Rewrite every entry below with each "tight rectangle" replaced by "close-fitting box", leaving all other text unchanged.

— start —

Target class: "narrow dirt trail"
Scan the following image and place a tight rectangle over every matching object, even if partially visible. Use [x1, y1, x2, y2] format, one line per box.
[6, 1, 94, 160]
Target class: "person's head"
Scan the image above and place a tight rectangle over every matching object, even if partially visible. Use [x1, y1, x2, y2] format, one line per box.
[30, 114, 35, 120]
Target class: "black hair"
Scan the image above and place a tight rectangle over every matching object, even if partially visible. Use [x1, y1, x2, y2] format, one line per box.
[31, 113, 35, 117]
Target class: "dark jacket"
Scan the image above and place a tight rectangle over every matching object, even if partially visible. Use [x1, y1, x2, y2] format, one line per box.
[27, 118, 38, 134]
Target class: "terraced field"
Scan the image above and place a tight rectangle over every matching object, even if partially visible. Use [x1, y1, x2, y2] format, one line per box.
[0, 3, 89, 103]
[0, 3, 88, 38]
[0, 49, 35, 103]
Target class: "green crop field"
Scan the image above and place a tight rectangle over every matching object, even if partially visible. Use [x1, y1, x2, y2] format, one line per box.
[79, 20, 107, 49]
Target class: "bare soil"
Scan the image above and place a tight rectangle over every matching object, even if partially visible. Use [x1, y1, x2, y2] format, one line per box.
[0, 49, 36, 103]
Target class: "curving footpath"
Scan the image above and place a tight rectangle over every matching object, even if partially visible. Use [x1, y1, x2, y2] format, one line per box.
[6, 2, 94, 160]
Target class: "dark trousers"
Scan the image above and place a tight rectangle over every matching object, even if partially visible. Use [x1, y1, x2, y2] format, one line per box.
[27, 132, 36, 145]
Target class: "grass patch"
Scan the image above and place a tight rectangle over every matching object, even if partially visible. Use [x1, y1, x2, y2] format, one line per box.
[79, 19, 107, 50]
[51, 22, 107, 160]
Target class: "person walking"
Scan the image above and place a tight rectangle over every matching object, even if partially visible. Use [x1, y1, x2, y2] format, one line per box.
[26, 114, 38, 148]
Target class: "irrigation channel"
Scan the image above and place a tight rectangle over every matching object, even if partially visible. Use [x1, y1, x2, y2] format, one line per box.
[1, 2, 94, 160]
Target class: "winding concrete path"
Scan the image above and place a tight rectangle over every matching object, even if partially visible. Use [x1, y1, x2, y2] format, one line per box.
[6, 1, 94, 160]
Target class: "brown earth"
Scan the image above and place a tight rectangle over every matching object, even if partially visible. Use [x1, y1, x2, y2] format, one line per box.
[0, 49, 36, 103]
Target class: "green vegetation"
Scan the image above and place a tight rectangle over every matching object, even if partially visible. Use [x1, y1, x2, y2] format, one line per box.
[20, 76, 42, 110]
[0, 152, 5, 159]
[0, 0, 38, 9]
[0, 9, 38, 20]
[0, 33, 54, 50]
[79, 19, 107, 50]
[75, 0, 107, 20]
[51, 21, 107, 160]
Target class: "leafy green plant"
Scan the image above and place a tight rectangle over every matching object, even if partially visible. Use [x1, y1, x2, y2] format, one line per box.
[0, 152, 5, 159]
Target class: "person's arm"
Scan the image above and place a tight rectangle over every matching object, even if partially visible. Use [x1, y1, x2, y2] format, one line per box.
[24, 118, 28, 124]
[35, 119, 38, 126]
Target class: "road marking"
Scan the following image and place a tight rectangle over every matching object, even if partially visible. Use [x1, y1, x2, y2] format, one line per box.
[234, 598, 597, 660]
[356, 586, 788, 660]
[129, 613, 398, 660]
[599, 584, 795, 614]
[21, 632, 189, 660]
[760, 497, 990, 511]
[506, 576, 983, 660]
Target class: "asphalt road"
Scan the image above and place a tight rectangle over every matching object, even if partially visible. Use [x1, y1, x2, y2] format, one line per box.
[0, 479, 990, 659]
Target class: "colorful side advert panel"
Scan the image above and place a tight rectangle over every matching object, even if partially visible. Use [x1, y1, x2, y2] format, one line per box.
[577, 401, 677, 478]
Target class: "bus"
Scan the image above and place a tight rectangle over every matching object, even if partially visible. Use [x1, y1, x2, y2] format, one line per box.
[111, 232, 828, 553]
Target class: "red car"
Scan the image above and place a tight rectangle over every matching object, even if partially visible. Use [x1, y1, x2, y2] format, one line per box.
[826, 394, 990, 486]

— end —

— TASK SOLUTION —
Target class: "narrow dirt trail"
Scan the following image and place a close-fitting box over every matching object, even if partially visible. Use [x1, y1, x2, y2] format, one line per box.
[6, 1, 94, 160]
Target class: "person's head"
Scan the image above and place a close-fitting box over every matching object, even if partially visible. Use [x1, y1, x2, y2] format, one line per box.
[30, 114, 35, 120]
Target class: "black hair"
Scan the image above and place a close-fitting box over every matching object, even if partially visible. Use [x1, y1, x2, y2] format, one line per box.
[31, 113, 35, 117]
Target class: "dark jacket"
Scan the image above and place a close-fitting box over every matching object, even if partially visible. Use [x1, y1, x2, y2] format, one line per box.
[27, 118, 38, 134]
Target class: "terraced field"
Scan the image above and place a close-fitting box over every matching object, even if partially visible. Use [x1, y1, x2, y2] format, one line per box.
[0, 3, 89, 103]
[0, 3, 88, 38]
[0, 49, 35, 103]
Target class: "green crop field"
Scan the image above and place a close-fitting box over every matching object, even if partially visible. Use [x1, y1, x2, y2] format, one line per box.
[79, 20, 107, 49]
Target class: "bare soil"
Scan the image above and place a close-fitting box over every matching object, even if partially visible. Use [x1, y1, x2, y2] format, one line per box.
[0, 49, 36, 103]
Target class: "curving footpath"
Scan the image above and place a close-fitting box over every matching object, even if partially visible. Use [x1, y1, x2, y2] format, one line per box.
[6, 2, 94, 160]
Target class: "dark trousers"
Scan the image above and place a close-fitting box over every matching object, even if partially visible. Use [x1, y1, x2, y2] format, one line per box.
[27, 132, 36, 145]
Target class: "grass patch"
Scan the image above and place a close-fitting box over every matching object, even if partially visible. Use [x1, y1, x2, y2] format, one line per box.
[79, 19, 107, 50]
[51, 22, 107, 160]
Target class: "person walking"
Scan the image above and place a close-fitting box over every matching object, even if partially visible. Use [x1, y1, x2, y2] format, one line per box.
[26, 114, 38, 148]
Target class: "irrigation channel"
Scan the image above and place a close-fitting box over every matching object, even if partially visible. Use [x1, y1, x2, y2] format, one line per box.
[1, 2, 94, 160]
Target class: "winding concrete path"
Scan the image above and place a close-fitting box over every matching object, even if partially visible. Use [x1, y1, x2, y2] format, one line per box.
[6, 1, 94, 160]
Target class: "brown earth"
Scan the image above and place a close-fitting box over every matching object, even if partially visible. Use [x1, y1, x2, y2] format, one line per box.
[0, 49, 36, 103]
Target class: "green vegetation"
Scan the image above and place a close-fitting box over every matching object, even if partially visible. Use [x1, y1, x2, y2] format, one line per box.
[20, 76, 42, 110]
[0, 152, 5, 159]
[0, 0, 38, 9]
[0, 9, 38, 20]
[0, 33, 54, 50]
[79, 19, 107, 50]
[75, 0, 107, 20]
[51, 21, 107, 160]
Target class: "leafy green plant"
Scan the image above and place a close-fitting box over every matching object, even if partially visible. Use [x1, y1, x2, y2] format, one line per box.
[0, 152, 5, 159]
Target class: "person's arm"
Scan the image above and place a close-fitting box over every matching object, even if partially visible. Use [x1, y1, x2, y2] format, one line per box.
[24, 118, 28, 124]
[35, 119, 38, 126]
Target class: "road marking"
Scan the following image and place a close-fitting box over every matching object, even if partially visible. Use [x1, y1, x2, y2] format, one line per box.
[234, 598, 597, 660]
[356, 586, 788, 660]
[129, 613, 398, 660]
[599, 584, 795, 614]
[21, 632, 189, 660]
[760, 497, 990, 511]
[506, 576, 983, 660]
Target class: "asphalt road"
Scan the image above and place a close-fitting box over every matching object, even if partially visible. Use [x1, y1, x2, y2] format, one line per box.
[0, 479, 990, 659]
Target class: "colorful side advert panel"
Scan the image above and place a close-fitting box over every matching object, even if partially visible. Use [x1, y1, x2, y2] format, one line per box.
[577, 401, 677, 478]
Target class: "bus"
Scan the image above and place a close-fitting box over every matching object, even if partially visible. Use [x1, y1, x2, y2] format, one line per box.
[111, 232, 828, 553]
Target class: "red car"
Scan the image above and place a close-fitting box over every matching object, even if partially visible. Use [x1, y1, x2, y2] format, one line per box.
[826, 394, 990, 486]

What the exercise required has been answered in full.